▶ Assigned task
Rewrite everything from "Novartis has been" down to "drugs to Recordati." in the article on the Novartis drug sale, putting "sold" in place of "offloaded".

Novartis has been busy doing M&A to focus on higher-margin, innovative medicines under CEO Vas Narasimhan. Toward that goal, the Swiss drugmaker has taken another step and offloaded three endocrine drugs to Recordati.
The drugs on the chopping board are Signifor, its long-acting sister Signifor LAR and in-development follow-up osilodrostat (LCI699). For the three of them, Novartis is getting $390 million upfront, with milestone payments tied to osilodrostat.
These drugs are meant to treat Cushing’s disease and acromegaly, endocrine disorders marked by excessive production of hormones by the adrenal gland or pituitary gland. Cushing's disease is often caused by a benign pituitary tumor, so it’s grouped in Novartis’ oncology portfolio.
Novartis was optimistic about Signifor LAR's prospects when the FDA approved it in 2014. At that time, the Swiss drugmaker was hoping it could help make up sales lost to Sandostatin copycats. But after years off-patent, the Sandostatin franchise in 2018 still turned in $1.59 billion in worldwide sales. And the majority came from Sandostatin LAR, which still faces no generic competition in the U.S. or the E.U. As for Signifor, it only sold $72 million last year, according to Recordati—a figure that was clearly too small for Novartis’ taste.
While Signifor must be administered by a healthcare professional by intramuscular injection, phase 3 candidate osilodrostat is an oral drug that inhibits 11 beta-hydroxylase, an enzyme involved in cortisol synthesis.
RELATED: Novartis struggling to win payer coverage for $2.1M gene therapy Zolgensma: analysts
Italy’s Ricordati, which was recently picked up by private equity player CVC Capital Partners, thinks the drugs would fit well into its rare-disease portfolio. “These important additions to our product portfolio of treatments for severe rare diseases represent a key and historical milestone for Recordati,” the company’s CEO, Andrea Recordati, said in a statement.
The deal represents a small sale for Novartis, which has been an active player on the M&A scene. As a seller, it recently jettisoned the Sandoz U.S. dermatology business and some generic drugs to India’s Aurobindo Pharma for $1 billion, returned its stake in a consumer health joint venture with GlaxoSmithKline, and spun off the eyecare business Alcon. At the same time, it has bought Takeda’s Xiidra eye drug in a deal potentially worth $5.3 billion and has doubled down on novel platforms, including gene and cell therapies and radiotherapies, all done under Narasimhan’s plan to focus Novartis as a “medicines company.”

▶ Collected data

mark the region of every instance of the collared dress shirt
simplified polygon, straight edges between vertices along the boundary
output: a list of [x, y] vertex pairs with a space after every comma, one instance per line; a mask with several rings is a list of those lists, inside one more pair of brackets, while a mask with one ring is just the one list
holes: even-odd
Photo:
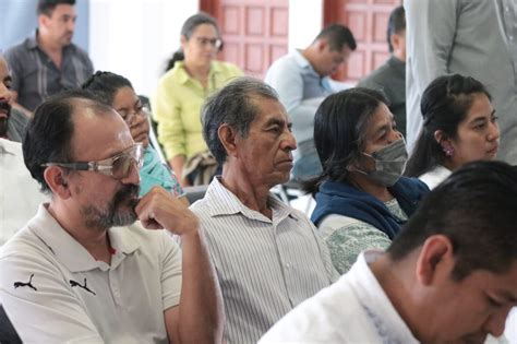
[[23, 162], [22, 144], [0, 139], [0, 246], [48, 201]]
[[218, 178], [191, 205], [217, 271], [229, 343], [256, 343], [284, 315], [338, 278], [328, 249], [301, 212], [268, 198], [269, 220]]
[[258, 343], [419, 343], [370, 270], [381, 253], [361, 253], [347, 274], [284, 317]]
[[97, 261], [41, 204], [0, 251], [0, 296], [26, 343], [168, 343], [164, 311], [179, 304], [181, 250], [165, 230], [108, 230]]
[[86, 51], [74, 44], [63, 48], [58, 68], [38, 47], [37, 31], [4, 56], [13, 76], [12, 90], [17, 92], [16, 102], [31, 111], [56, 93], [77, 88], [94, 72]]

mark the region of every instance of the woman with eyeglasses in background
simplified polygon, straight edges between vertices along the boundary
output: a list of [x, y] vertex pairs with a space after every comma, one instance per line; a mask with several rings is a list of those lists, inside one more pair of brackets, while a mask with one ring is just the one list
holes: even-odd
[[473, 78], [435, 79], [422, 95], [422, 131], [405, 175], [433, 189], [467, 163], [495, 158], [500, 128], [491, 99]]
[[[206, 164], [207, 159], [201, 106], [230, 79], [242, 75], [237, 66], [215, 60], [221, 46], [215, 19], [206, 13], [190, 16], [181, 28], [181, 49], [169, 61], [152, 99], [158, 140], [182, 186], [199, 183], [201, 171], [192, 164]], [[184, 170], [192, 169], [185, 176]]]
[[143, 144], [145, 151], [144, 163], [140, 168], [140, 197], [155, 186], [160, 186], [175, 195], [181, 195], [183, 190], [177, 177], [161, 163], [158, 153], [149, 144], [147, 111], [131, 82], [121, 75], [98, 71], [82, 87], [115, 108], [130, 128], [133, 140]]
[[323, 173], [305, 183], [315, 194], [311, 220], [344, 274], [365, 249], [385, 249], [429, 191], [401, 177], [408, 153], [387, 99], [356, 87], [329, 95], [314, 117]]

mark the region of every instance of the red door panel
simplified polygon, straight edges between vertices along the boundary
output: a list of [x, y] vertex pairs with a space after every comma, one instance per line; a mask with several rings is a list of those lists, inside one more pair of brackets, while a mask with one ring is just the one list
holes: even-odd
[[262, 79], [287, 54], [289, 0], [202, 0], [201, 9], [219, 22], [225, 43], [219, 58], [247, 74]]

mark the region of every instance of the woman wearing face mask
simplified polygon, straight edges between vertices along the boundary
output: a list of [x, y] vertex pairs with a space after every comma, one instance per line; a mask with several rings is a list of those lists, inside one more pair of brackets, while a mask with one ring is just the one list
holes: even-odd
[[[153, 187], [160, 186], [175, 195], [183, 193], [176, 176], [164, 166], [158, 153], [149, 145], [149, 121], [144, 105], [131, 82], [111, 72], [96, 72], [84, 84], [98, 99], [111, 106], [122, 116], [135, 142], [144, 144], [144, 166], [140, 169], [140, 197]], [[185, 200], [187, 201], [187, 200]]]
[[189, 17], [181, 28], [181, 50], [169, 61], [153, 99], [158, 140], [182, 186], [208, 183], [196, 178], [201, 166], [213, 163], [217, 167], [203, 140], [201, 106], [213, 92], [242, 75], [237, 66], [215, 60], [221, 45], [212, 16], [197, 13]]
[[466, 163], [493, 159], [500, 129], [491, 96], [473, 78], [440, 76], [422, 95], [423, 127], [405, 175], [431, 189]]
[[328, 96], [314, 117], [323, 173], [308, 182], [315, 194], [311, 220], [345, 273], [368, 248], [386, 248], [428, 187], [400, 175], [408, 157], [386, 98], [368, 88]]

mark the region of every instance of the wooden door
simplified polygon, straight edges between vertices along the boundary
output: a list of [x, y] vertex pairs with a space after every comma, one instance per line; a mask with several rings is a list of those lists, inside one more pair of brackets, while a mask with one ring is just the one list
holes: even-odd
[[289, 0], [201, 0], [202, 11], [220, 26], [219, 58], [263, 79], [273, 61], [287, 54]]
[[356, 83], [389, 57], [386, 29], [389, 13], [401, 0], [324, 0], [324, 24], [347, 25], [358, 48], [334, 78]]

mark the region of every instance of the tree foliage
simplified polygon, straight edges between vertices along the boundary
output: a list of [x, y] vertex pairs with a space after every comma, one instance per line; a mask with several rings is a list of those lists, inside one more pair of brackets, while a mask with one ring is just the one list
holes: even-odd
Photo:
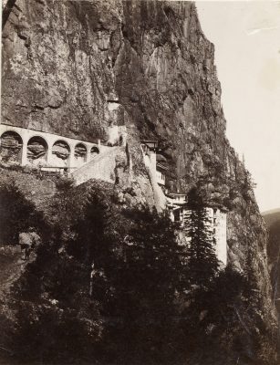
[[0, 186], [0, 243], [16, 245], [18, 235], [28, 227], [45, 233], [43, 214], [27, 200], [15, 183]]

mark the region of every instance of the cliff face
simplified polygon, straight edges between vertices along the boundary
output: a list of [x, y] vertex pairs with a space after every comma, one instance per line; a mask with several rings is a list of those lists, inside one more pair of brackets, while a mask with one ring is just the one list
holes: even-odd
[[2, 121], [103, 143], [126, 125], [135, 174], [157, 139], [167, 186], [228, 212], [229, 260], [254, 252], [272, 310], [266, 231], [225, 137], [214, 47], [188, 2], [17, 0], [3, 32]]

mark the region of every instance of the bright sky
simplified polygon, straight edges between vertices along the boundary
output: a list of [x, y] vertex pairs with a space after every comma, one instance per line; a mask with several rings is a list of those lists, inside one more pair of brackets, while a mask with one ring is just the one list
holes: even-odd
[[280, 2], [199, 1], [215, 46], [227, 137], [257, 184], [261, 211], [280, 208]]

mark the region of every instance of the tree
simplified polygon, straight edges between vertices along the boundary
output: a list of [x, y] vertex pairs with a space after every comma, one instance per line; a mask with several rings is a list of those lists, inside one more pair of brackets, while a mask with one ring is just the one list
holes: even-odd
[[108, 342], [121, 364], [178, 363], [179, 293], [186, 288], [185, 247], [167, 216], [130, 211], [123, 255], [107, 272], [114, 287]]
[[192, 285], [207, 286], [217, 274], [219, 263], [208, 213], [196, 189], [191, 190], [188, 194], [188, 210], [184, 218], [190, 282]]
[[16, 245], [18, 235], [30, 226], [36, 227], [40, 234], [47, 229], [42, 213], [13, 182], [0, 187], [0, 217], [1, 244]]

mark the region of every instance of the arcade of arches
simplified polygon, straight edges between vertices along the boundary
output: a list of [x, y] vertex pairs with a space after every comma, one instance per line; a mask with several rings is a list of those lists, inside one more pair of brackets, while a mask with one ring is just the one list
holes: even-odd
[[0, 125], [0, 160], [7, 164], [77, 169], [96, 157], [101, 146], [56, 134]]

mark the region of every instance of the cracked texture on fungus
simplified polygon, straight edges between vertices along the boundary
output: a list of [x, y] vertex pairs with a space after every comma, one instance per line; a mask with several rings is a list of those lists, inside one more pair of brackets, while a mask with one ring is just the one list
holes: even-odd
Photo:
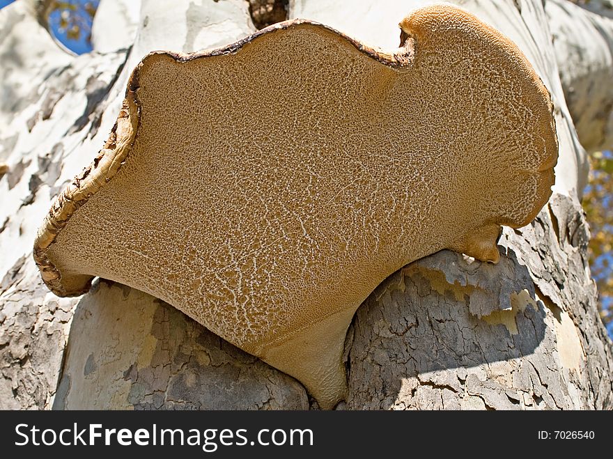
[[529, 223], [554, 181], [552, 106], [517, 47], [447, 6], [401, 26], [391, 52], [295, 20], [147, 56], [39, 231], [43, 279], [154, 295], [334, 406], [377, 285], [444, 248], [497, 261], [500, 225]]

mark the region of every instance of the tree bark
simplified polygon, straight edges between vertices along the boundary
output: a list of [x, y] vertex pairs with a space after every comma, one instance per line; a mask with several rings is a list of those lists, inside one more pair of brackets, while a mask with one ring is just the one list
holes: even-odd
[[[255, 3], [251, 11], [261, 12]], [[292, 0], [288, 15], [397, 46], [398, 20], [424, 3], [363, 0], [348, 11], [339, 2]], [[560, 143], [556, 192], [531, 224], [505, 228], [498, 265], [444, 251], [385, 281], [350, 329], [349, 393], [339, 407], [610, 409], [613, 350], [596, 309], [577, 199], [585, 154], [558, 77], [566, 52], [554, 49], [549, 30], [564, 30], [560, 15], [549, 0], [548, 16], [540, 0], [459, 3], [513, 40], [551, 91]], [[295, 380], [160, 300], [103, 280], [81, 297], [59, 299], [32, 261], [51, 199], [104, 143], [142, 56], [225, 45], [255, 30], [242, 0], [173, 6], [144, 0], [137, 24], [127, 9], [101, 14], [95, 32], [123, 15], [115, 19], [126, 33], [105, 48], [96, 32], [95, 47], [104, 52], [78, 57], [54, 42], [28, 2], [0, 11], [0, 52], [8, 56], [0, 68], [8, 95], [0, 105], [0, 163], [8, 168], [0, 179], [0, 407], [316, 407]], [[564, 17], [565, 26], [572, 19]], [[566, 68], [563, 82], [569, 72], [579, 75]], [[582, 94], [580, 103], [593, 110], [599, 100]]]

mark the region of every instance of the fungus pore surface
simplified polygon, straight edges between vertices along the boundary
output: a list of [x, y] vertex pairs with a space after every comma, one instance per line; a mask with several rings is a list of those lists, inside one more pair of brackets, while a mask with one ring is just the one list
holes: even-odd
[[401, 27], [389, 52], [297, 20], [146, 56], [39, 231], [45, 281], [150, 293], [333, 407], [375, 287], [445, 248], [497, 261], [554, 182], [552, 102], [516, 46], [447, 6]]

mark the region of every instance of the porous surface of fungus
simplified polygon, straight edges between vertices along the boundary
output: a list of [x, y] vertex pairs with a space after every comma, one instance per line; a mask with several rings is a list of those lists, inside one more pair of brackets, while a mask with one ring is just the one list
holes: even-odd
[[554, 182], [552, 104], [518, 48], [448, 6], [401, 27], [391, 52], [296, 20], [148, 55], [39, 231], [47, 286], [150, 293], [333, 407], [374, 288], [444, 248], [497, 260], [500, 225]]

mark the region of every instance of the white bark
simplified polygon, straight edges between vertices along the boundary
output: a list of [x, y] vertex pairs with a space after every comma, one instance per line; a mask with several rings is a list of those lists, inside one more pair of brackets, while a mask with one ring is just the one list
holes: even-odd
[[582, 145], [613, 148], [613, 19], [562, 0], [545, 11], [560, 77]]
[[[295, 0], [290, 15], [395, 47], [398, 21], [424, 3]], [[535, 222], [505, 231], [496, 267], [441, 252], [386, 280], [348, 340], [346, 405], [611, 407], [611, 343], [597, 316], [575, 194], [585, 155], [558, 77], [565, 58], [556, 56], [540, 0], [458, 3], [513, 40], [552, 92], [558, 194]], [[106, 139], [133, 66], [156, 48], [194, 51], [254, 30], [240, 0], [143, 0], [128, 56], [113, 50], [130, 45], [128, 26], [104, 48], [112, 18], [95, 20], [95, 47], [106, 52], [75, 57], [23, 0], [0, 11], [0, 163], [8, 168], [0, 179], [0, 407], [307, 407], [295, 380], [152, 297], [101, 281], [60, 299], [42, 286], [31, 255], [38, 225]], [[583, 97], [591, 109], [591, 93]], [[100, 395], [86, 396], [93, 393]]]
[[102, 0], [91, 25], [91, 46], [105, 53], [132, 45], [140, 17], [140, 0]]

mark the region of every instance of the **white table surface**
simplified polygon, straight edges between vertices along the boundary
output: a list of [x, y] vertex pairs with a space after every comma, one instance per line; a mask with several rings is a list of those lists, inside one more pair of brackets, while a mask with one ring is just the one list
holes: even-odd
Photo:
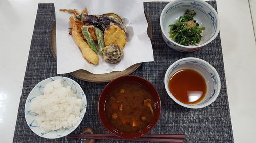
[[[256, 42], [248, 0], [217, 1], [234, 141], [255, 142]], [[1, 142], [12, 142], [38, 3], [53, 2], [0, 1]]]

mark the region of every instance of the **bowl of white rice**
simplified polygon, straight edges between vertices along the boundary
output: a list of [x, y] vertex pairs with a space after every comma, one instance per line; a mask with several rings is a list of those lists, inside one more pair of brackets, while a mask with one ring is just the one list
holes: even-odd
[[74, 131], [86, 113], [86, 97], [75, 81], [53, 77], [38, 83], [26, 101], [25, 119], [29, 128], [46, 138], [62, 137]]

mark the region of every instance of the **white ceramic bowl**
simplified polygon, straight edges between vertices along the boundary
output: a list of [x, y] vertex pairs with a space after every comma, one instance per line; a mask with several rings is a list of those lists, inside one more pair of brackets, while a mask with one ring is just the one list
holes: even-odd
[[[30, 110], [30, 104], [31, 102], [33, 101], [33, 100], [35, 99], [35, 97], [42, 94], [42, 90], [44, 90], [45, 86], [47, 83], [57, 79], [61, 79], [63, 82], [62, 84], [65, 87], [68, 85], [70, 86], [71, 90], [75, 94], [77, 95], [77, 98], [81, 99], [83, 101], [83, 107], [81, 110], [81, 119], [76, 125], [72, 128], [69, 129], [59, 129], [47, 133], [43, 133], [40, 129], [39, 127], [37, 126], [37, 124], [35, 121], [35, 117], [37, 116], [36, 114], [32, 112]], [[27, 121], [27, 124], [28, 124], [28, 125], [31, 130], [40, 137], [50, 139], [60, 138], [69, 134], [78, 126], [84, 116], [86, 110], [86, 106], [87, 101], [84, 92], [81, 87], [77, 83], [71, 79], [65, 77], [56, 76], [50, 77], [45, 79], [38, 83], [35, 87], [34, 87], [34, 88], [33, 88], [29, 93], [26, 101], [25, 107], [24, 109], [25, 119]]]
[[[177, 71], [190, 69], [200, 73], [205, 79], [207, 91], [204, 98], [195, 104], [186, 104], [178, 100], [169, 89], [168, 82], [172, 76]], [[211, 104], [219, 95], [221, 89], [221, 81], [216, 70], [209, 63], [201, 59], [188, 57], [177, 60], [168, 68], [164, 77], [165, 89], [172, 99], [179, 105], [189, 108], [205, 107]]]
[[[179, 17], [183, 16], [187, 9], [194, 10], [196, 14], [194, 18], [199, 24], [199, 27], [205, 27], [201, 35], [201, 41], [197, 46], [184, 46], [173, 41], [169, 37], [170, 24], [177, 22]], [[166, 44], [173, 49], [181, 52], [197, 50], [211, 42], [219, 31], [219, 22], [215, 10], [207, 2], [202, 0], [177, 0], [168, 4], [163, 9], [160, 19], [163, 39]]]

▶ Answer section
Novartis has been busy doing M&A to focus on higher-margin, innovative medicines under CEO Vas Narasimhan. Toward that goal, the Swiss drugmaker has taken another step and sold three endocrine drugs to Recordati.